Text provided:
Imma be honest, though – when you search the online Dickinson archive for “May,” 330 entries pop up – and that represents about 100 poems. However, in most cases, Dickinson didn’t use the word “May” to mean the month. In most instances she used “may” as a verb, as in “Mother, may I.”
From what I could tell, after sifting through all of this, “May” the month was used in ten different poems.
At first look, one poem, “There are two Mays,” called to mind poems like “Summer has two beginnings,” “There are two ripenings,” and “There is a June when Corn is cut“ with it’s stanza “Two Seasons, it is said, exist – / The Summer of the Just, And this of Our's, diversified / With Prospect, and with Frost.”
However, “There are two Mays” is not about the month of May at all:
There are two Mays
And then a Must
And after that a Shall.
How infinite the compromise
That indicates I will!

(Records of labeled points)
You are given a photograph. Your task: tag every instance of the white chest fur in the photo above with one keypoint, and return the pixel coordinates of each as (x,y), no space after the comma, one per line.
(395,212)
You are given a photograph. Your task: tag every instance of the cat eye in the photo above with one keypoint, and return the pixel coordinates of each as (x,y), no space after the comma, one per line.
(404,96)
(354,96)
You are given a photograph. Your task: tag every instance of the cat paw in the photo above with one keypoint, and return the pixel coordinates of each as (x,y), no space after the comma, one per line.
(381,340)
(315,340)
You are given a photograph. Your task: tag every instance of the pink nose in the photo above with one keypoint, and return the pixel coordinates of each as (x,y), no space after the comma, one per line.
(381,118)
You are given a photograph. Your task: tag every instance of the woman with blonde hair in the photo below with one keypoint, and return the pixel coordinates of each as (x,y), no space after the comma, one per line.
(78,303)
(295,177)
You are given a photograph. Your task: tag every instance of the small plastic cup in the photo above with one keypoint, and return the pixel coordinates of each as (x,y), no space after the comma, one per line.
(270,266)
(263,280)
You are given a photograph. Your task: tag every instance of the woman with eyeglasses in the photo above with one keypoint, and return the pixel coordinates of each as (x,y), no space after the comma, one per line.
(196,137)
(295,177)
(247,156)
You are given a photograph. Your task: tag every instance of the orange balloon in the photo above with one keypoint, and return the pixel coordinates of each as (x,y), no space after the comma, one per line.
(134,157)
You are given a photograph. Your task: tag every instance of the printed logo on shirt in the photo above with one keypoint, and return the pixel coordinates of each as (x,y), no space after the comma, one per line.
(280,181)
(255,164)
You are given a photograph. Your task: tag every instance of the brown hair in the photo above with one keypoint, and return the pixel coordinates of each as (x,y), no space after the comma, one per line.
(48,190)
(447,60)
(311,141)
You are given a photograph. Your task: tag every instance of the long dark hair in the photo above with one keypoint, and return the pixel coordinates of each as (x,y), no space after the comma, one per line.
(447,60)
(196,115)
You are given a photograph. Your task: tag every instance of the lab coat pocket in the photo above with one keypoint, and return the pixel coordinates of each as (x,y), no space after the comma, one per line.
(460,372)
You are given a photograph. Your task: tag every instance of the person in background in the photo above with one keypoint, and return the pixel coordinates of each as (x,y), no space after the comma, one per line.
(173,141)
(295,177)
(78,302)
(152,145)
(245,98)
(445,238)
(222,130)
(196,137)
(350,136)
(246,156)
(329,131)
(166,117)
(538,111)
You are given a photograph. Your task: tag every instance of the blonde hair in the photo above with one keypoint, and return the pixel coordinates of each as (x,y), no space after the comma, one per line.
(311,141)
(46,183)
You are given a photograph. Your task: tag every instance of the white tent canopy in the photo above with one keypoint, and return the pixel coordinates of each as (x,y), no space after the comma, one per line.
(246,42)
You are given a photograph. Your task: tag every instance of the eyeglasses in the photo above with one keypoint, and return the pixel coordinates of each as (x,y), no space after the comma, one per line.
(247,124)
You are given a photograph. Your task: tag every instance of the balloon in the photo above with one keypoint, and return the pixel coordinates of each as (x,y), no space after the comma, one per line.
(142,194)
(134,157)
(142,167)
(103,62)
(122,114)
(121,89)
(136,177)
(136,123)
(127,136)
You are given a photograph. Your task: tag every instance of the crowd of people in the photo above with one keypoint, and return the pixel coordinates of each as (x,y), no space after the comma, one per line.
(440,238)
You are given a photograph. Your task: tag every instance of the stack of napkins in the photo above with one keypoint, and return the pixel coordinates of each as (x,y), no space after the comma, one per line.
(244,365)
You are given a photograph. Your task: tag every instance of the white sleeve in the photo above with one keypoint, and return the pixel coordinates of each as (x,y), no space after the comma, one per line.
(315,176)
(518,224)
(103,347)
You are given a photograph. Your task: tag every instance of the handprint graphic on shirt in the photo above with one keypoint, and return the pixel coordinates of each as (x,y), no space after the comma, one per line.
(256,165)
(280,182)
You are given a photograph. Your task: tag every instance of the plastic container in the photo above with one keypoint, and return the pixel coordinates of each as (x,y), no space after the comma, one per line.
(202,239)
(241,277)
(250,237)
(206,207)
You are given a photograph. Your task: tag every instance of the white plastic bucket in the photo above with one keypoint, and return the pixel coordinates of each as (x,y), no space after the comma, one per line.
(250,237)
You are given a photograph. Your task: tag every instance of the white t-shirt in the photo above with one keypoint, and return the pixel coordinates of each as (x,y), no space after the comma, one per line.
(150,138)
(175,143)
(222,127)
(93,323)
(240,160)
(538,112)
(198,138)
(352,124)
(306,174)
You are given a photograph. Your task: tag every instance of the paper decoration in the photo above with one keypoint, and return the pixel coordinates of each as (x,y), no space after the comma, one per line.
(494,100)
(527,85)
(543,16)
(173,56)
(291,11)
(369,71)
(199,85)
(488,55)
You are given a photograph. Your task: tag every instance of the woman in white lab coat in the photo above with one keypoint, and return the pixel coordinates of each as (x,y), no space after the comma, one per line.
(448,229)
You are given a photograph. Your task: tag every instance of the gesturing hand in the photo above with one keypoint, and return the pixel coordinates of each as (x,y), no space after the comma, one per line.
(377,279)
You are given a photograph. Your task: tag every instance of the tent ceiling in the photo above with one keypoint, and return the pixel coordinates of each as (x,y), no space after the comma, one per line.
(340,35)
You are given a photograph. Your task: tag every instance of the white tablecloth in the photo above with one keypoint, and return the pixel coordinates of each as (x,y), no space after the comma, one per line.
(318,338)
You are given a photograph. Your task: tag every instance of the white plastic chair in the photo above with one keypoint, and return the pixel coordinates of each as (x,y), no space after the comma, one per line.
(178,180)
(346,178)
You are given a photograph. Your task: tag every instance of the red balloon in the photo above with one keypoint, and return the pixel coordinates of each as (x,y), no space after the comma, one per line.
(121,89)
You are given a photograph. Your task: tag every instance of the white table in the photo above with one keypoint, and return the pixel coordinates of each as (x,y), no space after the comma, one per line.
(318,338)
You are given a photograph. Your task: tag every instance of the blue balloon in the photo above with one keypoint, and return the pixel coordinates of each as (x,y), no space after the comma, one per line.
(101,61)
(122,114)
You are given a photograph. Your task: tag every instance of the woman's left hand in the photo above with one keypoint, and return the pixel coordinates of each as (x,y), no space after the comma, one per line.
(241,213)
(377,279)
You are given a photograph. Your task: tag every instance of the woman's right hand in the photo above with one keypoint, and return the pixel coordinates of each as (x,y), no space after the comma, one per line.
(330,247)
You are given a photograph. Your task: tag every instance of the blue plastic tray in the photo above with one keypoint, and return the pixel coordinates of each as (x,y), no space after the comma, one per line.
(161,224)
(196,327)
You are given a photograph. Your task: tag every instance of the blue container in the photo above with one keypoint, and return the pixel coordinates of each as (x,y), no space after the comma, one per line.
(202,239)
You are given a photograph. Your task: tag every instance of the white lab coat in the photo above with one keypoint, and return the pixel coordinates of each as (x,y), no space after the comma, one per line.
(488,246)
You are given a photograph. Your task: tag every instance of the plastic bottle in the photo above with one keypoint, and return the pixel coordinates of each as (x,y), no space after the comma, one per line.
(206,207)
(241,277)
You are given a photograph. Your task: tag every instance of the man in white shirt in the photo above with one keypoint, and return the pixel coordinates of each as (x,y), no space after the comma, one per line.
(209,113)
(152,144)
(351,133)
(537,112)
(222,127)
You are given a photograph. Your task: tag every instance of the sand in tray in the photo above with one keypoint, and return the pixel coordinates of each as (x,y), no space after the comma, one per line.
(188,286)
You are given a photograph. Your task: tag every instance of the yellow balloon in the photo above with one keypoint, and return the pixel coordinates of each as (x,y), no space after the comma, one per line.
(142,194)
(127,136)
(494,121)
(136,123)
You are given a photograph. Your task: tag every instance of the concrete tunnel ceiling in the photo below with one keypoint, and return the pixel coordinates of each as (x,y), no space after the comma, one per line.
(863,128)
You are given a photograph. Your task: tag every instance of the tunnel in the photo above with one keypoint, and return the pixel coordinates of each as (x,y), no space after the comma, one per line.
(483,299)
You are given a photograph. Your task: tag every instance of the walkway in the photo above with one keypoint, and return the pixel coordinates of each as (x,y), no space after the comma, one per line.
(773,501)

Exercise tasks:
1. Answer these questions using the text on Dickinson's use of "May":
(a) How many entries come up when the online Dickinson archive is searched for "May"?
(b) In how many poems did the writer find "May" used as the month?
(c) What is the final line of "There are two Mays"?
2. Write a continuation of the text on Dickinson's use of "May," starting after the poem's closing line.

The responses:
1.
(a) 330 entries, representing about 100 poems.
(b) Ten poems.
(c) "That indicates I will!"

2.
But wait! Check out the poem “Besides this May”:
Besides this May
We know
There is Another --
How fair
Our Speculations of the Foreigner!
Some know Him whom We knew --
Sweet Wonder --
A Nature be
Where Saints, and our plain going Neighbor
Keep May!
Oh, so there are two Mays – the one we know, and the other experienced by those “We knew” as eternal springtime.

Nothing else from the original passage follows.